文書の一部:
⁂
2014 Fiscal Year Annual Research Report
Project/Area Number |
25884055
|
Research Institution | Iwaki Meisei University |
Principal Investigator |
松本 麻子 いわき明星大学, 人文学部, 准教授 (70708990)
|
Project Period (FY) |
2013-08-30 – 2015-03-31
|
Keywords | 日本文学 / 内藤義概 / 風虎 / 名所 / 和歌 / 俳諧 / 磐城平藩 / 武家 |
Outline of Annual Research Achievements |
研究課題「磐城平城主内藤義概の和歌文芸について」において、磐城平藩の城主、内藤義概(1619~85年)の和歌文芸を中心に調査を行った。その結果、俳諧作者「風虎」として著名な内藤義概は、和歌においても近世初期を代表する武家歌人として評価されていたことが判明した。義概は、和歌関係の辞書類には立項されることのない「歌人」であるが、徳川光圀の命で編纂された『正木のかつら』(延宝二年〈1674〉成立、山本春正序)には10首、正徳元年(1711)に豊臣秀三によって撰ばれた『和歌視今集』には13首の和歌が入集している。また、元禄二年(1689)に成立したと思しい『近代百人一首』(伊達文庫本他)、同年成立の『近代一人一首』、元禄四年成立の『一人一首』(刈谷図書館本)、同年成立の『若むらさき』など、義概没後まもなく成った撰集にその名を確認することができる。 また、義概の家集『右京大夫集』(内閣文庫本)や義概の主催した歌合などを調査した結果、義概とその家臣たちは歌枕とは認められない磐城の地名を和歌や俳諧に詠み込んでいたことがわかった。磐城にある風光明媚な土地の名を、新しい歌枕として和歌・俳諧に取り込むことで、義概は磐城国にも名所となり得る場所が存在することを示したと言える。 義概と交流した武家に、鍋島直能(1623~89年、肥前小城藩藩主)・中山信治(1628~89年、常陸松岡藩藩主)・細川行孝(1637~90年、肥後宇土藩藩主)・中川久恒(1641~95年、豊後岡藩藩主)・小笠原長勝(1646~82年、豊前中津藩藩主)・田村宗永(建顕とも、1656~1708年、陸奥岩沼藩藩主、後に一関藩藩主)らがいることも知り得た。以上の調査結果から、今後は義概と同時代の大名が文芸を通じどのように交流したのか、という問題をさらに掘り下げて行く必要を感じた。
⁂
取り組む課題: この研究報告の内容を2文で要約せよ。 このデータはここでは使わない。

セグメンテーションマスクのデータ
⁂
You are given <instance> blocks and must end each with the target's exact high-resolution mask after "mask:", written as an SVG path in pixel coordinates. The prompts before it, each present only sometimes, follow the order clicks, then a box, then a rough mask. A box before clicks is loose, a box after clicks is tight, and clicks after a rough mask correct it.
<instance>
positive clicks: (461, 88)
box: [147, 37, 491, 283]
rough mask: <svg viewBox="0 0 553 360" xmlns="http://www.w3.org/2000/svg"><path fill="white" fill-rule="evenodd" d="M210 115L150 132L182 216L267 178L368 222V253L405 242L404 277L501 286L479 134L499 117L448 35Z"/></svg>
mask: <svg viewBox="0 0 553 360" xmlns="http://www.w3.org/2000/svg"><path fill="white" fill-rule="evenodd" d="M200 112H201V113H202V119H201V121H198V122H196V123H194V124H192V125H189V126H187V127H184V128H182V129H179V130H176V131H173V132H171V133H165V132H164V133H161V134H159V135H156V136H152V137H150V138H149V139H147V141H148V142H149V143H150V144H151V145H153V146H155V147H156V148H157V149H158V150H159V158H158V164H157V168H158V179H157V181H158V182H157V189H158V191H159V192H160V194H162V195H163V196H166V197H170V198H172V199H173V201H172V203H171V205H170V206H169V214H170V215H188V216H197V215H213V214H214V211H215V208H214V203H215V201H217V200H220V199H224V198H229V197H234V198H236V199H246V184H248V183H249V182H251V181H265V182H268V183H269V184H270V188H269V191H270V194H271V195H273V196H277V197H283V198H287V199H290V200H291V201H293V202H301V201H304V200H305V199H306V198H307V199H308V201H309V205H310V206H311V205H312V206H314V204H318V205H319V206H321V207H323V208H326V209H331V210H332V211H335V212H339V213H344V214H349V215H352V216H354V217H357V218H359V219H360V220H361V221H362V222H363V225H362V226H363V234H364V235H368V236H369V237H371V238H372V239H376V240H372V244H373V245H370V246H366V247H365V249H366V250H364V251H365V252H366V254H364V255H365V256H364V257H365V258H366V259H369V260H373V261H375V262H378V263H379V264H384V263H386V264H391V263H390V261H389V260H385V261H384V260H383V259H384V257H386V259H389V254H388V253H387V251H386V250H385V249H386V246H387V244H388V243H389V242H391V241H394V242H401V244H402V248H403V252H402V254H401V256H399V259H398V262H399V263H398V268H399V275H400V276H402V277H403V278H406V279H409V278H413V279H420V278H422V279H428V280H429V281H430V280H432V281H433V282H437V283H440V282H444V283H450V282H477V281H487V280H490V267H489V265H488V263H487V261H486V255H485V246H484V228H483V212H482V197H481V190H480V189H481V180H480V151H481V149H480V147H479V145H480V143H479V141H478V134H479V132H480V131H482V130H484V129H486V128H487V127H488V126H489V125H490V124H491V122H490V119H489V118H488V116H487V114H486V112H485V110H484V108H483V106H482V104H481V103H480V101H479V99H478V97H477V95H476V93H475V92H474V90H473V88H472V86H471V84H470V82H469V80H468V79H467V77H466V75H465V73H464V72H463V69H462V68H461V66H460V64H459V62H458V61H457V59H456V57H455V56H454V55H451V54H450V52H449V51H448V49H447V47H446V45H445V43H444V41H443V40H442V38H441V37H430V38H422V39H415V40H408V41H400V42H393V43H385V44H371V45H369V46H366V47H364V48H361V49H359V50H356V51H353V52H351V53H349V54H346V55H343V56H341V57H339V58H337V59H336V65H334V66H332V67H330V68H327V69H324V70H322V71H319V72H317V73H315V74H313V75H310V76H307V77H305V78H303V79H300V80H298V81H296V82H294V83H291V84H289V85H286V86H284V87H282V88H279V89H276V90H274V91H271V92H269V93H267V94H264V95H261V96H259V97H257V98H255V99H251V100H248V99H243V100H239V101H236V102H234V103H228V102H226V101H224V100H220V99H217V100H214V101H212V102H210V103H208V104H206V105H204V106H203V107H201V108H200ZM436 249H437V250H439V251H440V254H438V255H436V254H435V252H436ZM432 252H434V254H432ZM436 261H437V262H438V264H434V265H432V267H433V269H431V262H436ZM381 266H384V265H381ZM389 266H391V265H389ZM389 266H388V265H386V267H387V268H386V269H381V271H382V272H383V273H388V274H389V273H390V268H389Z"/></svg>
⁂
課題の結果: 磐城平藩の城主内藤義概は、俳諧作者「風虎」として著名であるだけでなく、和歌においても近世初期を代表する武家歌人として評価されていたことが、『正木のかつら』や『和歌視今集』への入集などから判明した。また、義概とその家臣たちは歌枕とは認められない磐城の地名を和歌や俳諧に詠み込んでおり、義概が鍋島直能や田村宗永らの武家と交流していたこともわかった。